■ WHAT NEEDS TO BE DONE
Each record must be reproduced exactly as it is shown.

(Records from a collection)
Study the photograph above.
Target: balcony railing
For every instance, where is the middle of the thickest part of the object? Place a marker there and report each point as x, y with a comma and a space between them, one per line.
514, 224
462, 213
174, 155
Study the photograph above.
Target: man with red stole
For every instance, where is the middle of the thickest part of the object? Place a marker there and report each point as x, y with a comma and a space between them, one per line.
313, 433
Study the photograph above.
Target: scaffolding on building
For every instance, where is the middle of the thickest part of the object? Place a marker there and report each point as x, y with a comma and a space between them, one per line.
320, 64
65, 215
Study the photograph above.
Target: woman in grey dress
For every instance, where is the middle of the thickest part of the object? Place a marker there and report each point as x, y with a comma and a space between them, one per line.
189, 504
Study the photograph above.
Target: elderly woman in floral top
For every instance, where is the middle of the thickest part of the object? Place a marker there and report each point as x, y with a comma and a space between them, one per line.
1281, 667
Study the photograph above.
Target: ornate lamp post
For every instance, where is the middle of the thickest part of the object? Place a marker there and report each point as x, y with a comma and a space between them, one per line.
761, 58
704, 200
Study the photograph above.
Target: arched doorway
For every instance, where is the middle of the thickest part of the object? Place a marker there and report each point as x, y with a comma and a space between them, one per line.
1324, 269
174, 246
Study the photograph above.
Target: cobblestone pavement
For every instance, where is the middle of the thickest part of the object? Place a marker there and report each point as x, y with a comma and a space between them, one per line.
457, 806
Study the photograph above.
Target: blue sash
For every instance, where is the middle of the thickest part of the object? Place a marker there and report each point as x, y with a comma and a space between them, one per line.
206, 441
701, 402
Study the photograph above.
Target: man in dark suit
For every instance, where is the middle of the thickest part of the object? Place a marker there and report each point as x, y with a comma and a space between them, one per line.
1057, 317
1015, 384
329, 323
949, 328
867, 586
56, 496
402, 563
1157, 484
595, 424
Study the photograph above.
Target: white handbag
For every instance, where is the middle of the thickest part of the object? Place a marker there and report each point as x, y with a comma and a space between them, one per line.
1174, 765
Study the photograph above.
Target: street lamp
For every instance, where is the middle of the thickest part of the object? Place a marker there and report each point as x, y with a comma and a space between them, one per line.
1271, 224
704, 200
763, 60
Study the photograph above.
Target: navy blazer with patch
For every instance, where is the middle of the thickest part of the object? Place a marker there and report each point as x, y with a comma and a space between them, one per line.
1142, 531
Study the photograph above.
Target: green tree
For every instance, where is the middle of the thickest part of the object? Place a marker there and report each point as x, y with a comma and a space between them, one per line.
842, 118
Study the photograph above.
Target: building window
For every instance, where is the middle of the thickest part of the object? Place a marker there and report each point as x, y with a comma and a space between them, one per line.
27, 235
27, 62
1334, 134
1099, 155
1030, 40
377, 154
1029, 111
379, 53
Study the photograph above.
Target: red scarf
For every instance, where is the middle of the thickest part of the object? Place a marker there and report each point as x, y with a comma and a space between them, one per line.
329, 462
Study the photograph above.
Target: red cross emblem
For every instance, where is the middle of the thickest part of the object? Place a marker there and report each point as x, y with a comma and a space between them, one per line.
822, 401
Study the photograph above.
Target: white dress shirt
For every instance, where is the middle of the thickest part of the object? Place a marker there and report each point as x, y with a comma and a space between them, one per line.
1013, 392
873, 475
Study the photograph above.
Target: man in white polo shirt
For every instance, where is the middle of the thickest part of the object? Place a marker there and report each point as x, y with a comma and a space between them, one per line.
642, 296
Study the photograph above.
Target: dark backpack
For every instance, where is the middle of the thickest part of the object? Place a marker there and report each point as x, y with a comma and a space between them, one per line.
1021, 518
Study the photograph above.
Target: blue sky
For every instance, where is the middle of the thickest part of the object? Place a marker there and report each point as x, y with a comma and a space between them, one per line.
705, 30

■ ANSWER TO THE PROBLEM
Study the photograph above.
Target: balcony railing
For every instance, where is the middle of the thickest part of the object? Place a marker there and report each point as x, y with a comma and a space between them, one per line.
514, 224
462, 213
174, 155
Study the photograph above.
Target: man with red stole
For every instance, where is the middle of the thickest part of the object? Place a marker there and report each point as x, y with a comma and a space between them, one per line.
313, 433
Study the photograph above.
Target: scaffolding on building
For every instance, where is the middle of the thickest part of the object? Place a marker there and report each point as x, y with a comma and a space between them, one per line.
320, 64
65, 215
Study the photograph above.
Target: woman in grey dress
For every instance, where is the middle of the thickest part of the object? Place a marker there and report each point as x, y with a comma and a space between them, one per line.
189, 504
Study the photograph above.
Target: elderly woman in floral top
For every instance, where is the middle of the thickest part of the object? Place a marker there and report each point as x, y with a comma and a space between them, one per line.
1281, 667
Study the photograph above.
Target: ornate lamp post
For every instance, where is the middle of the thickest part of the object? Place a marker there and report each point as x, y with a comma and a space between them, one per line.
761, 58
704, 200
Study the photograph above.
Target: arched doorway
For every instance, where is the middle of the thickest part of the object? Place a marker there and report each point as x, y with a comma and a space between them, one per line.
1324, 269
174, 246
Study the photograph above.
Target: cobblestone pavement
For every instance, where is the middle of the thickest part of the object? Place a marker there and report each point as x, y with a comma and a space between them, one per line.
457, 806
Study the photograph above.
Target: blue sash
For every instance, where is the middle of the thickest part of the object? Place a marker there and report each point as x, y with a comma and a space between them, one per line.
206, 441
701, 402
Study the photograph above.
Target: man in dark suit
For every instance, where is the middle of the thickest part of the object? Place a marker there and report each point as x, y with a comma and a space between them, one per line.
1057, 317
1015, 384
329, 323
949, 328
867, 586
56, 496
402, 563
1157, 484
595, 424
Study the photograph above.
Target: white handbag
For every instance, where is the middle of the thickest part of the object? Place a marker there and report each point as x, y with a comma and a space between them, one per line.
1174, 765
Study the photograph above.
Target: street lamp
For every instance, where is the middle of the thickest part of the object? Place a marker there and report each point as x, y with a comma and a space between them, one per line.
1271, 224
704, 200
763, 60
Study the photograph above.
Target: navy blazer with patch
For every instance, where is the middle of the thickest part of the object? Place a marker there and report each point as x, y with a comma and a space between them, one per line.
1142, 531
Study the photograph above.
Target: green tree
For every instance, where is the middle of the thickest part of the object? Place a marker there and report each point as x, y with a comma and a space between them, one per line.
842, 118
Study the photograph above.
Target: building window
For every instance, where is the middle of the thickest part of the object? Place a marker there and report each point as x, y with a comma and a space between them, one per line.
27, 235
27, 62
1334, 134
1099, 155
1030, 40
377, 154
1029, 111
379, 53
Study the photograph above.
Target: red scarf
For every instance, where is the middle of the thickest part of the object? Place a marker there and report each point as x, y with a comma and a space between them, one per line.
329, 462
Study the photograph above.
Target: red cross emblem
For every instance, where is the middle of the thickest part of the object? Place a marker there and report each point as x, y with a comma and a space between them, one per line.
822, 401
Study the photograph above.
Target: white dress shirt
For every instance, where is the middle of the thickest part of the object? Place a marker there and report each point as x, y with a comma and a space between them, one per line.
1013, 392
873, 475
Study the photograph above.
Target: man in white polo shirt
For every instance, where is the middle of the thickest part of the object? Place a marker there and report each point as x, y with a comma and a space between them, one per line.
642, 296
Study the photograph above.
Target: dark backpack
For every instance, where is the middle of the thickest part of the object? Place a marker there and report each point as x, y with a comma and a space between them, one per line.
1021, 518
Study the photograph above.
Target: blue sky
For every instance, where is the middle of the thickest part of the object? Place a marker there and report each point as x, y with a comma and a space between them, one per line.
705, 30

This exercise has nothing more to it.